Task goal: In the listing below, replace "rough mask" with "coarse mask" in the lines from its start through the line containing "box: [463, 211, 790, 302]". Reproduce only those lines, with everything else unchanged.
=== Supplied data ===
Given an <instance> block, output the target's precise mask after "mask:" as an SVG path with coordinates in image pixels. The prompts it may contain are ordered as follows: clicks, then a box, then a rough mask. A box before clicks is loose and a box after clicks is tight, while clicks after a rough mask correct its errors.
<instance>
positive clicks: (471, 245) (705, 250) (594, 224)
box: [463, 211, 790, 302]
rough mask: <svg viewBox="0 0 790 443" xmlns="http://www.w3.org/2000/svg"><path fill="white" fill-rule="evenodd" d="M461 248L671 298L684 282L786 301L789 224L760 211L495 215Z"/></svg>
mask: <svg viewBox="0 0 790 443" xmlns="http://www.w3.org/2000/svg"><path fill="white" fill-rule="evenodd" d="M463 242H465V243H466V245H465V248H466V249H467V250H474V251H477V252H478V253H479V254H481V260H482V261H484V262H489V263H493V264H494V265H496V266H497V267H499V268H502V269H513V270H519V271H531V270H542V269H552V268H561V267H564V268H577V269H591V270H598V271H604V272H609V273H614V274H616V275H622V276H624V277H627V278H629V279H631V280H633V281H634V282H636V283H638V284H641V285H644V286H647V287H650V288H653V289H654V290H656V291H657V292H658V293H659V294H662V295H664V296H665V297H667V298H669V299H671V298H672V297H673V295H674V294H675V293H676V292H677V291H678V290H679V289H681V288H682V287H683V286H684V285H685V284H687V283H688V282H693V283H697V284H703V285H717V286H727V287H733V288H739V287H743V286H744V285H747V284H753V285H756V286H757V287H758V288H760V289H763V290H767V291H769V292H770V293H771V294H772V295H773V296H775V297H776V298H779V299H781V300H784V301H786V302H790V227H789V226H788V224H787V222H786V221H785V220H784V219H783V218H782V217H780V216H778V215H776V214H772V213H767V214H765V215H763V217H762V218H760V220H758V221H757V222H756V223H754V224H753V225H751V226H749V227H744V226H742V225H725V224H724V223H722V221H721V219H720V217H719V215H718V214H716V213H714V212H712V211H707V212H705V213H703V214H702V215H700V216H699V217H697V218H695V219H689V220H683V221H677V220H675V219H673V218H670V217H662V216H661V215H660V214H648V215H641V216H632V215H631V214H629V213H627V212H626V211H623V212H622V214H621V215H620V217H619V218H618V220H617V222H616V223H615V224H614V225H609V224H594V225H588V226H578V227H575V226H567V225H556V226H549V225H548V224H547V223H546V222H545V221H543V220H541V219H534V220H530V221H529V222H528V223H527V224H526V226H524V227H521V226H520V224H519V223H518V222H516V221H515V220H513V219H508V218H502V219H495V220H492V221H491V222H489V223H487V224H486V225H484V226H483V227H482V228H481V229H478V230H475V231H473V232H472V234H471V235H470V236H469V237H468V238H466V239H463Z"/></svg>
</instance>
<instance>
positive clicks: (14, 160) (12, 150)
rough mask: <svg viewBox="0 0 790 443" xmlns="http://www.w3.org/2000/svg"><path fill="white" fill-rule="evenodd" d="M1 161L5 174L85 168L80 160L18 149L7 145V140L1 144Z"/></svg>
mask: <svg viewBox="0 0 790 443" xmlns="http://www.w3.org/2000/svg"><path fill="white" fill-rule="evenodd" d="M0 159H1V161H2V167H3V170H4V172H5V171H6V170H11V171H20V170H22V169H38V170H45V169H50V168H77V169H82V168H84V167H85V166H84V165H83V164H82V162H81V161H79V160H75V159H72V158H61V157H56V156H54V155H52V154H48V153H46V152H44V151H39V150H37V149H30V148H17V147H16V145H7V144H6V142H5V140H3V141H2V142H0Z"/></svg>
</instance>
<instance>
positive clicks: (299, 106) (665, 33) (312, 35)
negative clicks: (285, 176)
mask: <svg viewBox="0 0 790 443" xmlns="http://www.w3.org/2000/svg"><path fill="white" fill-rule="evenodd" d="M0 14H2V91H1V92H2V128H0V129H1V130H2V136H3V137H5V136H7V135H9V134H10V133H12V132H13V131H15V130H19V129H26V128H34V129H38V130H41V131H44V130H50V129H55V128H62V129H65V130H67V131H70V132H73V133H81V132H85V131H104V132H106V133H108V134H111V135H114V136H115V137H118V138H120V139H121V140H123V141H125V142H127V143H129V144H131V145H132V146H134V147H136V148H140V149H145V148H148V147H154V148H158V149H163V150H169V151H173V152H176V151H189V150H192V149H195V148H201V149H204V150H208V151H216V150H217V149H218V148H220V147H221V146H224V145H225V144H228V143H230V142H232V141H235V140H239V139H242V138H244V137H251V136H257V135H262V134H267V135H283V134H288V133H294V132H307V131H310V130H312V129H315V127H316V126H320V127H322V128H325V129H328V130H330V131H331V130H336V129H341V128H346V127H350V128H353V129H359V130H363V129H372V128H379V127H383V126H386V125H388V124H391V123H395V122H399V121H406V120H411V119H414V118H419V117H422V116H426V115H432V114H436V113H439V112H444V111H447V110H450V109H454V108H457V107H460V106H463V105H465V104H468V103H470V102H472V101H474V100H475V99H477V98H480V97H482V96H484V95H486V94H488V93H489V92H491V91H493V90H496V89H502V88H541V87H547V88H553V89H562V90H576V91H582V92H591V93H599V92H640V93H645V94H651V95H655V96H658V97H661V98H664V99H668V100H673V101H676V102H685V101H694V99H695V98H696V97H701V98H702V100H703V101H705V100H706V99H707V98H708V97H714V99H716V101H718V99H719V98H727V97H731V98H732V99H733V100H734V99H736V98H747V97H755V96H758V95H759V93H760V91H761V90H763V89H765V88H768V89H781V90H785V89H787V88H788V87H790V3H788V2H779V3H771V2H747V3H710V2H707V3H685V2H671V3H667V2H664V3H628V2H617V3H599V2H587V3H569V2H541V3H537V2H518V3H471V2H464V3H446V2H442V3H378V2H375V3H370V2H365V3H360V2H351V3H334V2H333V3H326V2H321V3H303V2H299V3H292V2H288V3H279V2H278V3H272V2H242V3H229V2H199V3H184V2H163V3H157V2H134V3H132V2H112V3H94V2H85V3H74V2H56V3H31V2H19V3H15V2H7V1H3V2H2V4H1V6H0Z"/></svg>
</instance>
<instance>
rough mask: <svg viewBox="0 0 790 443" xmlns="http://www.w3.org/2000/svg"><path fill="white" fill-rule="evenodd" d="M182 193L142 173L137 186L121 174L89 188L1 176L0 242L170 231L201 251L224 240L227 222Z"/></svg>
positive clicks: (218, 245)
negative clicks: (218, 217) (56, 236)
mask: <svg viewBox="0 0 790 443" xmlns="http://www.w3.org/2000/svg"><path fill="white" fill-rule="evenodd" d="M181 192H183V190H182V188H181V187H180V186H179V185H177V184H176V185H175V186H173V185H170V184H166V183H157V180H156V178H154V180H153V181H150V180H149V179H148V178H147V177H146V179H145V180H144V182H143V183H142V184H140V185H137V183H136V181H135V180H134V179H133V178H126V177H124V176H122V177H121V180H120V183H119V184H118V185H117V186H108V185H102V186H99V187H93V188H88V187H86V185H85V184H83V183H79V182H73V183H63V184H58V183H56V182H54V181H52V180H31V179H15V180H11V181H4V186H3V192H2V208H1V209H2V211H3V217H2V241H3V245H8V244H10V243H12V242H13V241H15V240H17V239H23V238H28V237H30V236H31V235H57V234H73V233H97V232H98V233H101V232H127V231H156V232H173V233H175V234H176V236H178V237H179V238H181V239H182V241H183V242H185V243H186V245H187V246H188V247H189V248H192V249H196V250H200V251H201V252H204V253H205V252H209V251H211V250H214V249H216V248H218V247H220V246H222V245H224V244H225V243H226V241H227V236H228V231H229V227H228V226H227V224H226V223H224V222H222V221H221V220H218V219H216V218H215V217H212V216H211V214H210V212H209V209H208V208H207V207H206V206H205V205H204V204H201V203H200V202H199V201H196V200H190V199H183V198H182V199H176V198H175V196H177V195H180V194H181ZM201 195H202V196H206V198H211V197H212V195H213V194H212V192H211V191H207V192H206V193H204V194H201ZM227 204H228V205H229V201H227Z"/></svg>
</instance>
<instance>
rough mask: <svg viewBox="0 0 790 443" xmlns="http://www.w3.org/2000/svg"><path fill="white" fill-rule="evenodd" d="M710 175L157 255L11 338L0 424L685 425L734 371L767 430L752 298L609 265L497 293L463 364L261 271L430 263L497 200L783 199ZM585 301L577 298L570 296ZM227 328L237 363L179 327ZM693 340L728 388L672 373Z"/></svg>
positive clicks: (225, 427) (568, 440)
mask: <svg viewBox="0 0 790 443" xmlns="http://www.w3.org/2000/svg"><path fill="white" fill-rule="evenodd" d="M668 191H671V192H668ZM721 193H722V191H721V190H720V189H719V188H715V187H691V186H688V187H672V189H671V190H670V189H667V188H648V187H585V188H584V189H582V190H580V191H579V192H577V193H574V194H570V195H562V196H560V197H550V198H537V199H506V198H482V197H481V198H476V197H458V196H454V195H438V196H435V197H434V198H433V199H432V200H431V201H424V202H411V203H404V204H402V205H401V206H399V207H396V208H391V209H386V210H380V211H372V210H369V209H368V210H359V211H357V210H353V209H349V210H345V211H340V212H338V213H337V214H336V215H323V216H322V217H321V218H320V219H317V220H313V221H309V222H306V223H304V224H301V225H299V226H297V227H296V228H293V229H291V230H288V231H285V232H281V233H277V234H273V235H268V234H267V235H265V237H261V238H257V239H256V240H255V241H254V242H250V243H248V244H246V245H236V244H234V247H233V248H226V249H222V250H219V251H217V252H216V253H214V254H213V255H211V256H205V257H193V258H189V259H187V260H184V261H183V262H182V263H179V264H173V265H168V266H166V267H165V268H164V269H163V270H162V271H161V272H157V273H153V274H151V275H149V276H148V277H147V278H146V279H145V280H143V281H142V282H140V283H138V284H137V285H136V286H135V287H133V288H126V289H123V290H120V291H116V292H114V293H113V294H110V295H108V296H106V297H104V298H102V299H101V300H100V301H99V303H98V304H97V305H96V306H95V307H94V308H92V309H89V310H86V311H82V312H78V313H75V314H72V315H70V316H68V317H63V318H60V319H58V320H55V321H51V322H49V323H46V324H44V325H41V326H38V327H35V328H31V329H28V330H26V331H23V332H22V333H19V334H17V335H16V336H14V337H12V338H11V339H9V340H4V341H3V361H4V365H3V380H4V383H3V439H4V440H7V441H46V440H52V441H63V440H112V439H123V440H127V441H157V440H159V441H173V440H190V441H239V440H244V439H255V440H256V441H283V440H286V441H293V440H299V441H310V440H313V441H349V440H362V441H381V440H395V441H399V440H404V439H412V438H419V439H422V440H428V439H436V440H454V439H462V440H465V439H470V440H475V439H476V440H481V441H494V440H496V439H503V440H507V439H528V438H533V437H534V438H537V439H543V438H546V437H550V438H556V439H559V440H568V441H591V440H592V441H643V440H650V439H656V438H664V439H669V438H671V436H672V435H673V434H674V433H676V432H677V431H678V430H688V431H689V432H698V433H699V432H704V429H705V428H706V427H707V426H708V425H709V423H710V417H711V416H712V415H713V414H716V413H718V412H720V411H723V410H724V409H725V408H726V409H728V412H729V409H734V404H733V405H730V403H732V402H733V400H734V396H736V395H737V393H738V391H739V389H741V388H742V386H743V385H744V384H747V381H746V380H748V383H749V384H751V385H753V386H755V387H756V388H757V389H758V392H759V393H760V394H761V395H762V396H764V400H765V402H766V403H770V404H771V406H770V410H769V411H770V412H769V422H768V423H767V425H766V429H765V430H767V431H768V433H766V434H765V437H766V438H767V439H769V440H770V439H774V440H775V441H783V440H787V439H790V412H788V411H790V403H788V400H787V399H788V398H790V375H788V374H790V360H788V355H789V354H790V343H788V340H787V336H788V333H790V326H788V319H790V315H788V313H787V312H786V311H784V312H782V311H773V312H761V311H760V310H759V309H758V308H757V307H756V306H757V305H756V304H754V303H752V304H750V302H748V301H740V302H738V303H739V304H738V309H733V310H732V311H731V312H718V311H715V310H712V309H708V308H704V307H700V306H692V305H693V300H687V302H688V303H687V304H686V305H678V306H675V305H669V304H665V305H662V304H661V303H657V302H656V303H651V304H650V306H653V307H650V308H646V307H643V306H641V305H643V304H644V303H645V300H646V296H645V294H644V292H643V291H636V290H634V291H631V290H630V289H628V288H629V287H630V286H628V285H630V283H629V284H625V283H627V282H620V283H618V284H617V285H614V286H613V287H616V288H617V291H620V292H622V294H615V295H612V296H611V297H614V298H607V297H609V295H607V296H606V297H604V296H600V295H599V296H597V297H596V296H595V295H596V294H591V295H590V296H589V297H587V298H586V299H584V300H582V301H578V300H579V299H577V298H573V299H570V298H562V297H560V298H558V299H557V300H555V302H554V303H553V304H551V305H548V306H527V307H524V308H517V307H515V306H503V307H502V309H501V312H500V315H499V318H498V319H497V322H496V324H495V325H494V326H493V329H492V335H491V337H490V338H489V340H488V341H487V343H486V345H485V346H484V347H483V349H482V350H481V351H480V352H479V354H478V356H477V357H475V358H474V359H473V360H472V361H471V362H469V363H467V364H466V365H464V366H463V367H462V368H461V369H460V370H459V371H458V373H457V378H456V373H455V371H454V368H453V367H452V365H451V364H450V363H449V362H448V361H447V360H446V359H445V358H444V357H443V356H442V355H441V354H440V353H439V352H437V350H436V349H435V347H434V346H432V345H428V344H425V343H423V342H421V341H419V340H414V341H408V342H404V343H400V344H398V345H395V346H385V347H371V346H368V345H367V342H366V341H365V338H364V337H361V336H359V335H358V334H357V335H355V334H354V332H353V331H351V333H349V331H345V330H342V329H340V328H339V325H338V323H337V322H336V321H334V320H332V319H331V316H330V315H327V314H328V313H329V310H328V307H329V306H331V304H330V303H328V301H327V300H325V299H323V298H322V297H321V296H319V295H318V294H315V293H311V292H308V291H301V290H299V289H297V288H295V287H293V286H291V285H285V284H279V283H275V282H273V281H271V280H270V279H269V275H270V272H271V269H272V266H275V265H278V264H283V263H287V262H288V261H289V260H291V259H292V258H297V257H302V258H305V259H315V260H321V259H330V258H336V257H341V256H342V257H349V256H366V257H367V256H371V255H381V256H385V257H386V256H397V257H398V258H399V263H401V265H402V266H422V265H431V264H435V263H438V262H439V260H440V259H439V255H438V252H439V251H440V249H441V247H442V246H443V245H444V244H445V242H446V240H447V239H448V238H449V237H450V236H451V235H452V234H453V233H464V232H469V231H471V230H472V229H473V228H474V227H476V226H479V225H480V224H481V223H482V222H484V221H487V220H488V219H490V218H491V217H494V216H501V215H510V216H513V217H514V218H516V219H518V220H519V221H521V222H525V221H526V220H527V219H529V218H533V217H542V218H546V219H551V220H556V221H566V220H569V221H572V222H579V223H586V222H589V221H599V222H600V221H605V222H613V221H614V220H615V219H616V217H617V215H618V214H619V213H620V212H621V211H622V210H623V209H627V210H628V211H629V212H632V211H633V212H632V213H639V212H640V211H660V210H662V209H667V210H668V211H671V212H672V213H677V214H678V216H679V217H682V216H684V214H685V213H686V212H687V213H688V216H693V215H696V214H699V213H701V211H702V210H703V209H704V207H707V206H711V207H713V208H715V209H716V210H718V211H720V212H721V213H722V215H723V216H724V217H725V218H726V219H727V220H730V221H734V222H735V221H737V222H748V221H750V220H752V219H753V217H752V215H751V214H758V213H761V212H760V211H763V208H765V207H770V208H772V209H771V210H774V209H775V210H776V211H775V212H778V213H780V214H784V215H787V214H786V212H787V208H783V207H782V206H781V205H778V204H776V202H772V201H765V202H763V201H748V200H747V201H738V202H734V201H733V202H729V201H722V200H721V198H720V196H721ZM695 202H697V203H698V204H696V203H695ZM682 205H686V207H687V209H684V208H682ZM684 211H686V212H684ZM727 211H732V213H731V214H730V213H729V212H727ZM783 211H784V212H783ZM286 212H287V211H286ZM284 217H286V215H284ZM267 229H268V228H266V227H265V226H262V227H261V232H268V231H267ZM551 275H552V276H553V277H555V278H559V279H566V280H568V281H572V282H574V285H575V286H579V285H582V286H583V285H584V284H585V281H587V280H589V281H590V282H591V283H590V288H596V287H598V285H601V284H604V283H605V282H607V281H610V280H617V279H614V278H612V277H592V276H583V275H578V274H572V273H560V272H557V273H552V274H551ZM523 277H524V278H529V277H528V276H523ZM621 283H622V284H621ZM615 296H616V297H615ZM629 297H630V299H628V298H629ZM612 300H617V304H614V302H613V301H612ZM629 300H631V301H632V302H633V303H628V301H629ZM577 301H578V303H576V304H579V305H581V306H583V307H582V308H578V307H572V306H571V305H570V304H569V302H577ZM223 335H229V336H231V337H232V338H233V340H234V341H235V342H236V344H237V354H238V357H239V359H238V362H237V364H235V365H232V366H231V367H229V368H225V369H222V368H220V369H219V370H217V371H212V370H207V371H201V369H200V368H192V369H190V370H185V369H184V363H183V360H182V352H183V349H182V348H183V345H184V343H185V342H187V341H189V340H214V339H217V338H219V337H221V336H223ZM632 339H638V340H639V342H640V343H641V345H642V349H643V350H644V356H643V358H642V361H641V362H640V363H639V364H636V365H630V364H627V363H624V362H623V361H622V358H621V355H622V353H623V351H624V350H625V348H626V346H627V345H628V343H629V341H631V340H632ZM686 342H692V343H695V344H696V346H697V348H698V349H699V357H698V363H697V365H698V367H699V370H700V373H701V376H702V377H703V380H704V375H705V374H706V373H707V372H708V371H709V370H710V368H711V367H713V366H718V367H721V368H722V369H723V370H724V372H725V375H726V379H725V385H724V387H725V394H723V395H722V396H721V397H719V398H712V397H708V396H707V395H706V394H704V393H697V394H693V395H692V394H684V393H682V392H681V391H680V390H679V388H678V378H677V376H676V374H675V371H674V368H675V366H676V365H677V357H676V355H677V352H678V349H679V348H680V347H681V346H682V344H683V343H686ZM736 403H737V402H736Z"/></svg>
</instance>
===
Task solution:
Given an <instance> block, output the target's precise mask after "mask:" as an SVG path with coordinates in image pixels. The prompts it may contain are ordered as follows: clicks, then a box, then a coarse mask. A box before clicks is loose and a box after clicks is tight, while clicks after a coarse mask correct its errors.
<instance>
positive clicks: (471, 245) (705, 250) (594, 224)
box: [463, 211, 790, 302]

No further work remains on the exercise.